Die Quellen des Blatts berichten nun aber, dass es massiven Streit über das von Hodge dann abgelieferte Skript gab. Die Idee von Hodge und Boyle hätte sich massiv von einem traditionellen 007-Blockbuster unterschieden. So habe das Duo versucht, mehr „aktuelle Themen“ aufzugreifen. Das Franchise solle, so die Sun, Boyles Meinung nach mit der Zeit gehen und in die #MeToo-Ära überführt werden.
Dass Boyle eine sehr abweichende Vorstellung für einen neuen 007-Film hat, kursiert schon länger. Von Boyle gibt es dazu auch ein passendes Zitat im aktuellen Sun-Artikel: „Du erkennst das Vermächtnis der Welt von Bond an und du schreibst in dieser Welt, aber du schreibst auch in der modernen Welt.“ Als Zugeständnis an die alte Bond-Welt hätte Boyle so einen russischen Bösewicht ins Zentrum der Geschichte gestellt, das Drumherum wäre dann aber moderner geworden. Doch laut den Quellen der Sun sei dieses „artsy concept“ den Bond-Produzenten zu riskant gewesen sein. Das sei ein Hauptgrund des Streits gewesen, womit wir zu der Person kommen, die bei James Bond mehr Einfluss hat, als viele denken.
Die Macht des Daniel Craig
Schon länger machen Meldungen die Runde, dass kein 007-Star jemals auch nur annähernd so viel Einfluss auf die Filme hatte wie Daniel Craig. Wiederholt wurde berichtet, dass der Schauspieler und Regisseur Sam Mendes bei „Skyfall“ und „Spectre“ immer wieder aneinandergerieten. Mendes gestand dies nach „Skyfall“ auch öffentlich ein, verwies aber darauf, dass man sich am Ende immer wieder zusammenraufen konnte. Bei „Spectre“ soll es aber immer schlimmer geworden sein. Craig habe Mendes damals spüren lassen, dass er der Boss ist. Die Freundschaft der beiden sei darüber zerbrochen.
Das greift die Sun nun auf, die berichtet, dass Daniel Craig unter anderem auch klargestellt habe, dass er nicht als Bond zurückkehren würde, wenn Mendes noch einmal Regie führt. Und nun sei seine Machtstellung noch weiter ausgebaut worden. Schließlich seien die Bond-Produzenten Barbara Broccoli und Michael G. Wilson zu jedem Zugeständnis bereit gewesen, um Craig zurück zu holen, als der sich eine gefühlte Ewigkeit lang zierte und sich mit despektierlichen Äußerungen scheinbar schon von der Rolle verabschiedet hatte.

» Bereitgestellte Daten

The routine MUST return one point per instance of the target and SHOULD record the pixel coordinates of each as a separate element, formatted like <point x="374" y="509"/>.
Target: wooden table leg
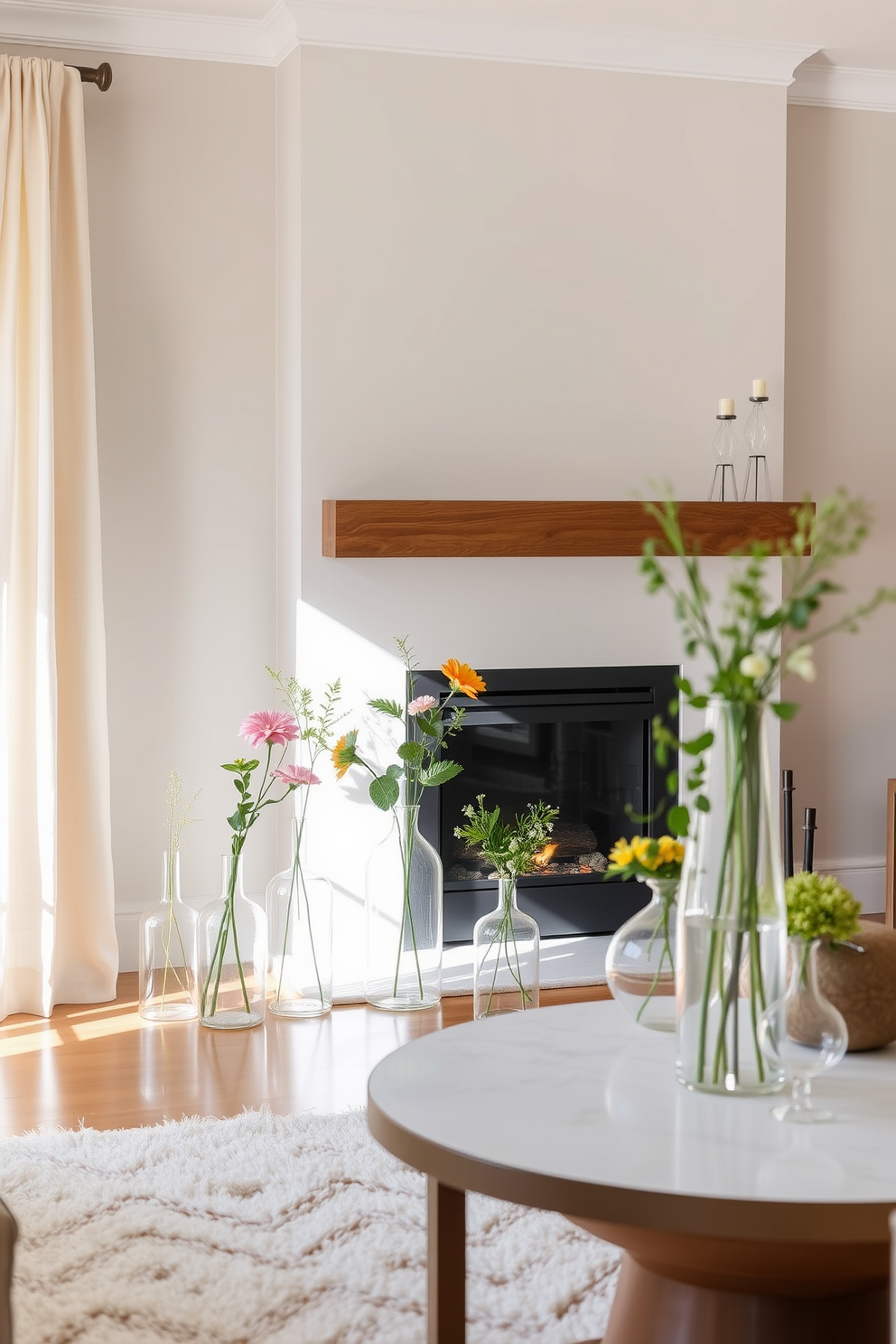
<point x="446" y="1304"/>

» Aufgaben
1 – Nennen Sie sämtliche realen Personen, die im Bericht über die Bond-Filme namentlich erwähnt werden.
2 – Fassen Sie den Bericht über die Bond-Filme in zwei Sätzen zusammen.
3 – Führen Sie den Bericht über die Bond-Filme im Anschluss an dessen letzten Satz weiter.

» Erwartete Ergebnisse
1 –
- Hodge
- Boyle
- Daniel Craig
- Sam Mendes
- Barbara Broccoli
- Michael G. Wilson

2 – Laut Quellen der Sun gab es massiven Streit über das von Hodge gelieferte Skript, da Boyle das Franchise modernisieren und in die #MeToo-Ära überführen wollte, was den Bond-Produzenten zu riskant gewesen sei. Zudem habe Daniel Craig so viel Einfluss auf die Filme wie kein 007-Star vor ihm, sei wiederholt mit Sam Mendes aneinandergeraten und habe seine Machtstellung weiter ausgebaut, weil die Produzenten Barbara Broccoli und Michael G. Wilson zu jedem Zugeständnis bereit gewesen seien, um ihn zurückzuholen.

3 –
Laut der Sun habe Craig daher eine „außergewöhnliche Machtfülle“. Ein Indiz dafür sei, dass die Ankündigung des Abgangs von Boyle nicht nur von den Produzenten Broccoli und Wilson gemacht wurde, sondern von Broccoli und Wilson und Craig gemeinsam, so als wären alle drei gleichberechtigt. Die ungewöhnliche Nennung des Schauspielers, der bei „Spectre“ auch einen Co-Produzenten-Credit bekam, in dieser Ankündigung sorgte bei uns und in der Branche allgemein für ein wenig Verwunderung.
Daniel Craig vs. Danny Boyle
Die Machtfülle von Daniel Craig soll nun auch ein weiterer Grund sein, warum Danny Boyle entnervt hingeschmissen habe. Laut den Quellen der Sun sei Boyle bald ermüdet davon gewesen, dass er immer wieder eingeschränkt wurde, damit Craig glücklich ist. Auch Craig und Boyle seien dabei immer wieder aneinandergeraten.
Schon im Vorfeld des Drehs von „Spectre“ habe der Star mehrfach Forderungen gestellt, zum Beispiel dass Dialogzeilen oder die von ihm zu tragenden Outfits geändert werden. Es wird nun vermutet, dass sich Daniel Craig bei „Bond 25“ ähnlich einmischte und dies Boyle irgendwann zu weit ging.
Muss "Bond 25" verschoben werden?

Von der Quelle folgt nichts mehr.